Top of Data shown

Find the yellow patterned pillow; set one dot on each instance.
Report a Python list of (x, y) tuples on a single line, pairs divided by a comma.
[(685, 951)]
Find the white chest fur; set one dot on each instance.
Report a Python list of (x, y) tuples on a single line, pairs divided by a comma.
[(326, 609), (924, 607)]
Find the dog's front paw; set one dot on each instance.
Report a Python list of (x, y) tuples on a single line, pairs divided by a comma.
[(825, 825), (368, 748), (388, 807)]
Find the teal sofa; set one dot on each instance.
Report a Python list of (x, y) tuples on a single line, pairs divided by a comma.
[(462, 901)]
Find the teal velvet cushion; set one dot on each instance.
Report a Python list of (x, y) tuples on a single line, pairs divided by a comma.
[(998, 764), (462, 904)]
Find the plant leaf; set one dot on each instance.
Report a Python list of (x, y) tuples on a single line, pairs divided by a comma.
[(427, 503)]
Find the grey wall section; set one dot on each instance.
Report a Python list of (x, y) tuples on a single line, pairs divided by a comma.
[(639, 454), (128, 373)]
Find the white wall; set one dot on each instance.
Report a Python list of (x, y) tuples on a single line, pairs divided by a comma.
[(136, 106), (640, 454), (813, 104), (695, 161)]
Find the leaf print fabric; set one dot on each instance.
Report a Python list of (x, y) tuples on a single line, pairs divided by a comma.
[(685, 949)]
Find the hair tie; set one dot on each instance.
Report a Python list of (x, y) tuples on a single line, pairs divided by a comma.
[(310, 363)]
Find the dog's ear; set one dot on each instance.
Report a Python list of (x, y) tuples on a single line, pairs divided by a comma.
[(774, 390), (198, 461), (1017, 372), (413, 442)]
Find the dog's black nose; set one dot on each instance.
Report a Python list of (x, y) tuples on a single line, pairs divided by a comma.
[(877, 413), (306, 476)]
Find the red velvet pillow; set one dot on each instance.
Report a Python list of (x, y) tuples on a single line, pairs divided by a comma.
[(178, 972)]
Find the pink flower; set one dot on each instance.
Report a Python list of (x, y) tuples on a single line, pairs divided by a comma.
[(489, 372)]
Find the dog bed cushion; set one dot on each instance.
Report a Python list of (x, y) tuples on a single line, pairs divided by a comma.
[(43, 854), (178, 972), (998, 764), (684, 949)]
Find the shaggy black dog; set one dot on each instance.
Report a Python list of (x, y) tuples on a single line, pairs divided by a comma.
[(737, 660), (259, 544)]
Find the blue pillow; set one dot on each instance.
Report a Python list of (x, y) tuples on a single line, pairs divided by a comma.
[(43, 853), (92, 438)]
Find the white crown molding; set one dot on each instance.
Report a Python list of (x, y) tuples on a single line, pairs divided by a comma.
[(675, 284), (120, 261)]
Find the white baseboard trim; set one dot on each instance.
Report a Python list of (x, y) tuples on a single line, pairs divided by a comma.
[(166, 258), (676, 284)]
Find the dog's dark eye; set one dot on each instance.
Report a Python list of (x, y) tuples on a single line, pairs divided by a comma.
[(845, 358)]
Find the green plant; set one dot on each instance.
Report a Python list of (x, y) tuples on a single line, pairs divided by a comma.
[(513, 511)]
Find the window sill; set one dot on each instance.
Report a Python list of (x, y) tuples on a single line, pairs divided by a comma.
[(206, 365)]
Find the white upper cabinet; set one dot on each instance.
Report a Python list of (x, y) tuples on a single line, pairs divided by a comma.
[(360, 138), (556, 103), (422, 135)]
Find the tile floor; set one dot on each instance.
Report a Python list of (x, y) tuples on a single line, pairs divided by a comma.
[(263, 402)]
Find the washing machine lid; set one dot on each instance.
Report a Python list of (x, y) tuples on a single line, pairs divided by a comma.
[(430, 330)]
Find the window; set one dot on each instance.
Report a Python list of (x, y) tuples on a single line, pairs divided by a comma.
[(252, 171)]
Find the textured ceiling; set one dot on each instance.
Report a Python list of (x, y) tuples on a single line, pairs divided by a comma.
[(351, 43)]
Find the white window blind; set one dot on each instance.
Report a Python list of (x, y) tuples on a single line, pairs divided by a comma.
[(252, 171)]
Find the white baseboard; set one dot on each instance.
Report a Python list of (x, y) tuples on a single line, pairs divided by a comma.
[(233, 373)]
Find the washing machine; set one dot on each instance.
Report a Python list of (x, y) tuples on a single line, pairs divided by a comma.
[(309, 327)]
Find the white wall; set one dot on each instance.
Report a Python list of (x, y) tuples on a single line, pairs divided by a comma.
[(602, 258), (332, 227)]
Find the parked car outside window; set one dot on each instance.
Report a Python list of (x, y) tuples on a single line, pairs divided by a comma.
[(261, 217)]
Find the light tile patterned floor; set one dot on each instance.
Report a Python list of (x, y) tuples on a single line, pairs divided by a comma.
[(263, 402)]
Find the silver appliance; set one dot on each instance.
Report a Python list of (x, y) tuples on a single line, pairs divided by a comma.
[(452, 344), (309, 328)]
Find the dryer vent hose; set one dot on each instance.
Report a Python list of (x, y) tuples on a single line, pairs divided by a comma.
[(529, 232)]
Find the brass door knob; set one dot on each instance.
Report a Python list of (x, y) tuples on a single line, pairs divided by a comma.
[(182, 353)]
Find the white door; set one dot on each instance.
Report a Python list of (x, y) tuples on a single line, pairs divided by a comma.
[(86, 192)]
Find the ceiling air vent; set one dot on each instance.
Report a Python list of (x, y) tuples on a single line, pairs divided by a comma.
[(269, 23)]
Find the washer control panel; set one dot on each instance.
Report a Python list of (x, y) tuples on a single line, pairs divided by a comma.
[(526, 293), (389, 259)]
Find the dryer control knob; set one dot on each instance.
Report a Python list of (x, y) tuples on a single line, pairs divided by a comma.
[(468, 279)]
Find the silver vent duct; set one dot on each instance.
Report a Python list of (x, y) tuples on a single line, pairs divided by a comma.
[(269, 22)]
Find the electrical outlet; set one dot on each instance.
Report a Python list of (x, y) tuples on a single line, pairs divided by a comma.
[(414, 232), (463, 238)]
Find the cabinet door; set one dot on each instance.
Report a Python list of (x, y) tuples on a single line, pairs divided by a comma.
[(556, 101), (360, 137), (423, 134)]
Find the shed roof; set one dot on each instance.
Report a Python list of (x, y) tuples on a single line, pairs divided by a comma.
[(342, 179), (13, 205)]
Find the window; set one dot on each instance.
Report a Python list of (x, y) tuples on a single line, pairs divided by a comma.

Bottom of Data shown

Work to be completed:
Scan the records above for the string "machine", then report every line that contains it.

Answer to this exercise:
Find the washing machine lid; set one dot on each instance.
Find the washing machine; set one dot on each instance.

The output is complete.